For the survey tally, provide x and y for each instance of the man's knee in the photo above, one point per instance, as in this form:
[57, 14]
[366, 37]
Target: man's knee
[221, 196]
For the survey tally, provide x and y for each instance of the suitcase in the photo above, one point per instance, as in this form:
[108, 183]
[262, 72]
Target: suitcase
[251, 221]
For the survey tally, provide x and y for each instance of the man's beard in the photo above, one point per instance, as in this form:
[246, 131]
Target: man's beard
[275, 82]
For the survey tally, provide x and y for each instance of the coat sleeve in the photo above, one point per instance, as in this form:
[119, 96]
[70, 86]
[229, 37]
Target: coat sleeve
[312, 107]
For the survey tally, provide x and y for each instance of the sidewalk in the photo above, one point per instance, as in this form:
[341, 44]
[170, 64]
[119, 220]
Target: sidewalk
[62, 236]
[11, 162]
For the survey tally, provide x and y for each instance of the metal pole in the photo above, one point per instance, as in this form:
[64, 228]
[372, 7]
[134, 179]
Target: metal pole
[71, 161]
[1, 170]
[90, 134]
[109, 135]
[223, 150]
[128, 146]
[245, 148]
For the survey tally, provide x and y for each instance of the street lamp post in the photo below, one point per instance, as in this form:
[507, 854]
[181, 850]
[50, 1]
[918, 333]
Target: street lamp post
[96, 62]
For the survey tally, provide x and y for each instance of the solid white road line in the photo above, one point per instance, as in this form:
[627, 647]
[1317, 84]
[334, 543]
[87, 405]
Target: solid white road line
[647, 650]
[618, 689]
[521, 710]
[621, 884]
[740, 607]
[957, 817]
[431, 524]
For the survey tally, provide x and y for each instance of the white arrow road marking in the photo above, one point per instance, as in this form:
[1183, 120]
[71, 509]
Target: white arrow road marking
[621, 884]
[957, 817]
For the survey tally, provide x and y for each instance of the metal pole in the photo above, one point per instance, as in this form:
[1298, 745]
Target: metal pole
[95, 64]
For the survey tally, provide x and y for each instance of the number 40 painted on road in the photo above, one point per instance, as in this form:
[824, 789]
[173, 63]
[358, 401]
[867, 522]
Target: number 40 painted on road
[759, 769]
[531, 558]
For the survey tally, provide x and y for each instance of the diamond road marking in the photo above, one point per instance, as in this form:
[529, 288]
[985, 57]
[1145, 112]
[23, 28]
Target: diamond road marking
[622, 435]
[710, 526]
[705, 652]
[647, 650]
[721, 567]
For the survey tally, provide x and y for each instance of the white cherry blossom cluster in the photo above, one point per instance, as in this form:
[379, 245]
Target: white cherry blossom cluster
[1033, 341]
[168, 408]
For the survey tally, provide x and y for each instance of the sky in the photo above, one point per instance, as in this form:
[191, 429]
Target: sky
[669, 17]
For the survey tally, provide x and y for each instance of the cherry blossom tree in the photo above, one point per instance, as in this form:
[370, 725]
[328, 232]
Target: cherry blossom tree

- _Exercise directions_:
Give a word-for-word copy of the records.

- _Full answer_:
For the survey tally, provide x and y for each instance of the man's knee in the photo above, one point per instance, as in this form:
[57, 14]
[366, 37]
Target: man's knee
[221, 196]
For the survey tally, provide x and y for each instance of the suitcase in the photo above, one point per instance, as in this form:
[108, 183]
[262, 72]
Target: suitcase
[251, 221]
For the survey tally, provide x and y for each instance of the man's beard in the photo above, one point per instance, as in this form:
[246, 131]
Target: man's beard
[275, 82]
For the survey tally, provide x and y for each instance of the coat sleeve in the photo above, one point per instance, as in this form:
[119, 96]
[70, 86]
[229, 37]
Target: coat sleeve
[312, 107]
For the survey tally, provide x and y for each instance of the sidewalk in the photo above, one point per instance, as in this form:
[341, 44]
[170, 64]
[119, 220]
Target: sidewalk
[62, 236]
[11, 162]
For the survey tally, provide x and y for each instance of the metal pole in the photo above, one point per instance, as in this form:
[64, 228]
[372, 7]
[134, 179]
Target: metal pole
[71, 161]
[1, 170]
[90, 134]
[109, 135]
[223, 150]
[128, 146]
[245, 148]
For the survey tally, provide x and y for each instance of the street lamp post in the photo below, one point per instance, as in this form:
[507, 854]
[181, 850]
[50, 1]
[918, 333]
Target: street lamp post
[96, 62]
For the survey tally, provide x and y for each instance of the solid white road line in the photo above, one point per instance, as in this form:
[627, 647]
[1317, 84]
[334, 543]
[87, 405]
Target: solid white road line
[647, 650]
[618, 689]
[521, 710]
[621, 884]
[740, 607]
[957, 817]
[431, 524]
For the survey tally, provide x and y for each instance of the white arrow road marking in the photo above, one point per instance, as in this form:
[1183, 120]
[71, 509]
Target: white arrow road marking
[621, 884]
[957, 817]
For the survey tally, provide x and y for each instance of the metal pole in the photo above, one point per instance, as in this form:
[1298, 745]
Target: metal pole
[95, 64]
For the survey tally, provide x and y for each instance of the number 40 painted on road in the photo above, one point per instance, as in this form:
[824, 789]
[173, 63]
[358, 401]
[867, 522]
Target: number 40 painted on road
[759, 769]
[531, 558]
For the survey tally, provide x and y for each instance of the diamond road marking in the photo above, one point per instance, as in this form:
[529, 288]
[985, 57]
[1145, 112]
[23, 28]
Target: diamond road marking
[622, 435]
[710, 526]
[705, 652]
[647, 650]
[721, 567]
For the survey tally, provide x and y for each instance of the white cherry blossom cluster in the photo above, one point per instance, as in this form:
[379, 245]
Target: white cherry blossom cluster
[1033, 341]
[168, 408]
For the survey tally, provide x and y for each instance of the sky in the photo above, one point per instance, as in this form:
[191, 429]
Target: sky
[669, 17]
For the survey tally, provide x and y for each instance of the cherry blossom tree in the photo above, one point per instance, as in this form:
[370, 725]
[328, 232]
Target: cherry blossom tree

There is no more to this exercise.